[RECORDS SHOWN]:

——————

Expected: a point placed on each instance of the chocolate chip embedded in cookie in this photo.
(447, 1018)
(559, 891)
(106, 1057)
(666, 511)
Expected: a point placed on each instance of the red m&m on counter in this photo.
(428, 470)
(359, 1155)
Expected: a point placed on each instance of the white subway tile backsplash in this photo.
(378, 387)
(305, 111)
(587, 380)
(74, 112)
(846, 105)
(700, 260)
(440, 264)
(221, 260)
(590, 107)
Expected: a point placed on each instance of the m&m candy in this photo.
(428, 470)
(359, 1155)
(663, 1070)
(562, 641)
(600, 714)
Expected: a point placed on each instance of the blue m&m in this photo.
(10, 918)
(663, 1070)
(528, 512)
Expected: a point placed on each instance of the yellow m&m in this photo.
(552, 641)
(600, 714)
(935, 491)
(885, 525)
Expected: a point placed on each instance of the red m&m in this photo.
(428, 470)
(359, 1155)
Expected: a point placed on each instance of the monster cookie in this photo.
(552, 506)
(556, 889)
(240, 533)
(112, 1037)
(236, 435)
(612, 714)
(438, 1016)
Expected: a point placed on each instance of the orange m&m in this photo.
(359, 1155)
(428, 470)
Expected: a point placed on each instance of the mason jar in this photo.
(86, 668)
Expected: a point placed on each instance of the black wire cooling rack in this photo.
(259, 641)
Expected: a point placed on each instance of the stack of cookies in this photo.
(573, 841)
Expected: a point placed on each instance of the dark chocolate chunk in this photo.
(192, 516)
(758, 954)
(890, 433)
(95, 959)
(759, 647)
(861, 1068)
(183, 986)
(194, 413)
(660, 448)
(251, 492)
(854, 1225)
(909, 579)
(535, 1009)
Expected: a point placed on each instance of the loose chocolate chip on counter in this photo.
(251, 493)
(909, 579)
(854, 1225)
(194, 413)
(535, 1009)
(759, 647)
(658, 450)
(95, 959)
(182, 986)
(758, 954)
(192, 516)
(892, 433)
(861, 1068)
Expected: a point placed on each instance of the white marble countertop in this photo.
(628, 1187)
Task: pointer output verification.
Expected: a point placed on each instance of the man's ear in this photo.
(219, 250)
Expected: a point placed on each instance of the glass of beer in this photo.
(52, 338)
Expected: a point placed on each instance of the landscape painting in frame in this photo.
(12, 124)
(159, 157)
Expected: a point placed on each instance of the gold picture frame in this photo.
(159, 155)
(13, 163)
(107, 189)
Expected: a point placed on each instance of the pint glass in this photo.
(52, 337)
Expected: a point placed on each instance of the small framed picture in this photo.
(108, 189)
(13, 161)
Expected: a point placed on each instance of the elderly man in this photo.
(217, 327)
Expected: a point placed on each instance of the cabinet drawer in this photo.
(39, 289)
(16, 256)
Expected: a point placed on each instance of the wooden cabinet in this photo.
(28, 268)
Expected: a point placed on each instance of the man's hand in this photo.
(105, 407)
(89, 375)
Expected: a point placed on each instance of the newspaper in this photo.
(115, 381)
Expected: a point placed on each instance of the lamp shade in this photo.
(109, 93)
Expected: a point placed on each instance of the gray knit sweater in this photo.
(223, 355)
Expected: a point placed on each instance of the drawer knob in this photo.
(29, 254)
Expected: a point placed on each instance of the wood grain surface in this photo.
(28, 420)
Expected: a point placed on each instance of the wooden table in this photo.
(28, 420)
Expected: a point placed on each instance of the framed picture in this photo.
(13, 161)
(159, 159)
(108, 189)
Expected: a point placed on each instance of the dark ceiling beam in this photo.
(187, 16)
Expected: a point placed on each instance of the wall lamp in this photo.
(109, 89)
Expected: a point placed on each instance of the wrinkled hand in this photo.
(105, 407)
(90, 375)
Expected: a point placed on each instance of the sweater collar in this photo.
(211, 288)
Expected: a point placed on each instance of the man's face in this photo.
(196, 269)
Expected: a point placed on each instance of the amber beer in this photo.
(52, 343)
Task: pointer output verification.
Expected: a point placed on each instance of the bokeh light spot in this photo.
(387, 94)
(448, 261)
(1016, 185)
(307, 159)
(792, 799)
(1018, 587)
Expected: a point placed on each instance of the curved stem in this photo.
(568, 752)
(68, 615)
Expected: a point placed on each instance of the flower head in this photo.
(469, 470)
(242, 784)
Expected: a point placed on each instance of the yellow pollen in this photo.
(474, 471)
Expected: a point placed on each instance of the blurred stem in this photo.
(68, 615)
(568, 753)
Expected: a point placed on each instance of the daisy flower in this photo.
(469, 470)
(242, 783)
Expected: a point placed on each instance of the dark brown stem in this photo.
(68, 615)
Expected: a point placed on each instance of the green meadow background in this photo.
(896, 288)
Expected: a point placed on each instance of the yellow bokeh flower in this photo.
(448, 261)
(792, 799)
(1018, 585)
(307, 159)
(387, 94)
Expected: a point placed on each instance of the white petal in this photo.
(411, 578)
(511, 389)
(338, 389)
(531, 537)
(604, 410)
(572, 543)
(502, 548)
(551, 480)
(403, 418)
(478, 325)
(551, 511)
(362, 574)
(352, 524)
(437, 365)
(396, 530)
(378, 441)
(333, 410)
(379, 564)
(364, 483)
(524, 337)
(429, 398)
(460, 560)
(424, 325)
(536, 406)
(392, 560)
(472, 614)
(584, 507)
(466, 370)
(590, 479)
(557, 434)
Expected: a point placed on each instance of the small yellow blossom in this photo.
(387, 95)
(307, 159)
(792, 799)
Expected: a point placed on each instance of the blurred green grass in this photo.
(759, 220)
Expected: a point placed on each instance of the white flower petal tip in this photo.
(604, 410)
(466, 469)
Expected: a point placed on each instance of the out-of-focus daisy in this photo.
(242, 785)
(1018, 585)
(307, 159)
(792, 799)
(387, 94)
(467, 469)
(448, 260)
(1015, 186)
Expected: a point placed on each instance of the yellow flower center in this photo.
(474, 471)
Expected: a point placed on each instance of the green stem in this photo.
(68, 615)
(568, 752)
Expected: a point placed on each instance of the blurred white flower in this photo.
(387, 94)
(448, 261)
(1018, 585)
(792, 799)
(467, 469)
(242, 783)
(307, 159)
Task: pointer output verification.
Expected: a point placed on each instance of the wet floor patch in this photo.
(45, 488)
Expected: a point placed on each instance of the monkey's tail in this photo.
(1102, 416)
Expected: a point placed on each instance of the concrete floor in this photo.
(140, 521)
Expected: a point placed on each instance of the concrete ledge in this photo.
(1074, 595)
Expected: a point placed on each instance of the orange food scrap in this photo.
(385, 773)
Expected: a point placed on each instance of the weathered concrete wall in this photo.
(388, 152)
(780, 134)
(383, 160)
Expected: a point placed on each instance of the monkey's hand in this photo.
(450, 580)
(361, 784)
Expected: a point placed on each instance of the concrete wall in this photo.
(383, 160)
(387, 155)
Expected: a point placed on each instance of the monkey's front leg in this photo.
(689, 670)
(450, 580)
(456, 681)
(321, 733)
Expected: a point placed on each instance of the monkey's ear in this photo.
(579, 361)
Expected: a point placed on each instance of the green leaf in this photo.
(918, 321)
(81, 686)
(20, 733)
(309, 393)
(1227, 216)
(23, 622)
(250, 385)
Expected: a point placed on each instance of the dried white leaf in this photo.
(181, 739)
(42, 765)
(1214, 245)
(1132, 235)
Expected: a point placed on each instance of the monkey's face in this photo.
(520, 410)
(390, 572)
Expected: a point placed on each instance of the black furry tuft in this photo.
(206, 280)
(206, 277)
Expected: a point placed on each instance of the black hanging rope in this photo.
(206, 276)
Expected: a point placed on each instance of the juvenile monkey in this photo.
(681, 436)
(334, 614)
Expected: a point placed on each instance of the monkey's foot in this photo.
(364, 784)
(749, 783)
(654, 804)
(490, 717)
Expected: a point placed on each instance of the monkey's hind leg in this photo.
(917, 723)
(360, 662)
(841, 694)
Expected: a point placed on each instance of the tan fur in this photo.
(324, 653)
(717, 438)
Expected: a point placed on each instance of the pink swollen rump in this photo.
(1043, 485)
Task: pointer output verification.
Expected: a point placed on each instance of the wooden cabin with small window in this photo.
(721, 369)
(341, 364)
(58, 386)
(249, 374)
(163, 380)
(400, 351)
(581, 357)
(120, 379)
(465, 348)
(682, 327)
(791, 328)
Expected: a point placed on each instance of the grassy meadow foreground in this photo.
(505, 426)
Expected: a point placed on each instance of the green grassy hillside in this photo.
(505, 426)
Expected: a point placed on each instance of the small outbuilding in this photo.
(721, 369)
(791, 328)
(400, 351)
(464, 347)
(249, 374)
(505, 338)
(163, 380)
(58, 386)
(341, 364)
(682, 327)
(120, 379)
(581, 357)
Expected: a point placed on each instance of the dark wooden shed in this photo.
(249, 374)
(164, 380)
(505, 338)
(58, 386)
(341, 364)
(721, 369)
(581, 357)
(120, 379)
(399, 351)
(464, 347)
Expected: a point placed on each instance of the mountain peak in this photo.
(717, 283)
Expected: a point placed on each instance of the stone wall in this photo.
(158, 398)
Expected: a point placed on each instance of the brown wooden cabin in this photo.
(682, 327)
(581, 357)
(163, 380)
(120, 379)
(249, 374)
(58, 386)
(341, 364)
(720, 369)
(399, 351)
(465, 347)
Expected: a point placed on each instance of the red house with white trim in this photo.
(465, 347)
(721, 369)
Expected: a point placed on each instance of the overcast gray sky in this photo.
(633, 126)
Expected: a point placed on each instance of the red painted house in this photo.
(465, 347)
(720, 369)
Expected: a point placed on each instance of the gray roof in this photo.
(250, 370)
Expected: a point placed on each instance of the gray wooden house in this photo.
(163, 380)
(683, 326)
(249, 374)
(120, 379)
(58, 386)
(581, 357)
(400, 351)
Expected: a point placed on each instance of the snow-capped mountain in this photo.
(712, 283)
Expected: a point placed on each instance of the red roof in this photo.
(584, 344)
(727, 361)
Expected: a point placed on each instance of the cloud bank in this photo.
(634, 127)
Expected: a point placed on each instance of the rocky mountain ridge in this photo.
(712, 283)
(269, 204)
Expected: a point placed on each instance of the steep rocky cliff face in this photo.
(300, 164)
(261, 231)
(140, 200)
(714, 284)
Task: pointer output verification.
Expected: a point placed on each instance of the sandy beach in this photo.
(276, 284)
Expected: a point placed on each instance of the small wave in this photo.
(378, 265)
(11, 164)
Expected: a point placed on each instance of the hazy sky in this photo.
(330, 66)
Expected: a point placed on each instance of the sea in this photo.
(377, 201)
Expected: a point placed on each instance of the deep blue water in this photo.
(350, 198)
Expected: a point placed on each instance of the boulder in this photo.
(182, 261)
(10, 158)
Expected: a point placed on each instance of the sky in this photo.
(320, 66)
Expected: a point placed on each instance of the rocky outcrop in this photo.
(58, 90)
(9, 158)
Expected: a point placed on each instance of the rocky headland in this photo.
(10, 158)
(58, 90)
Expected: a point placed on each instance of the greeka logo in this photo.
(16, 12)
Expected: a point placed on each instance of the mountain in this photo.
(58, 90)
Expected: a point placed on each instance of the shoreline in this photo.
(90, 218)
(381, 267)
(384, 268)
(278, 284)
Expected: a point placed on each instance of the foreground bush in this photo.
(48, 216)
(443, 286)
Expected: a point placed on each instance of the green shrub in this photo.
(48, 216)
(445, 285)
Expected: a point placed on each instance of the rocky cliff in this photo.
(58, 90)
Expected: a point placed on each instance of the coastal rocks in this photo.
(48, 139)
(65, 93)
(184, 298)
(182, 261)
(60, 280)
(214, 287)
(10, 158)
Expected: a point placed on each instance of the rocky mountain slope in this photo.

——————

[WHAT YOU NEED TO DO]: Reproduce the lines of the listing verbatim, from the line containing "Expected: a point placed on each instance of the monkey's face" through the line containing "(1043, 485)", including both of those lines.

[FULL RESPONSE]:
Expected: a point placed on each instance of the monkey's face in this photo.
(520, 410)
(390, 572)
Expected: a point placed on each instance of the black furry tuft in this photo.
(206, 280)
(206, 277)
Expected: a point placed on each instance of the black hanging rope in this photo.
(206, 276)
Expected: a point placed on each instance of the juvenile monkey in this photo.
(681, 436)
(334, 614)
Expected: a point placed on each instance of the monkey's foot in this photo.
(364, 784)
(749, 783)
(654, 804)
(490, 717)
Expected: a point placed on each instance of the monkey's hind leg in this photo.
(917, 723)
(360, 662)
(841, 694)
Expected: a point placed on each instance of the tan fur in this photo.
(324, 653)
(717, 438)
Expected: a point placed on each instance of the pink swollen rump in this photo.
(1043, 485)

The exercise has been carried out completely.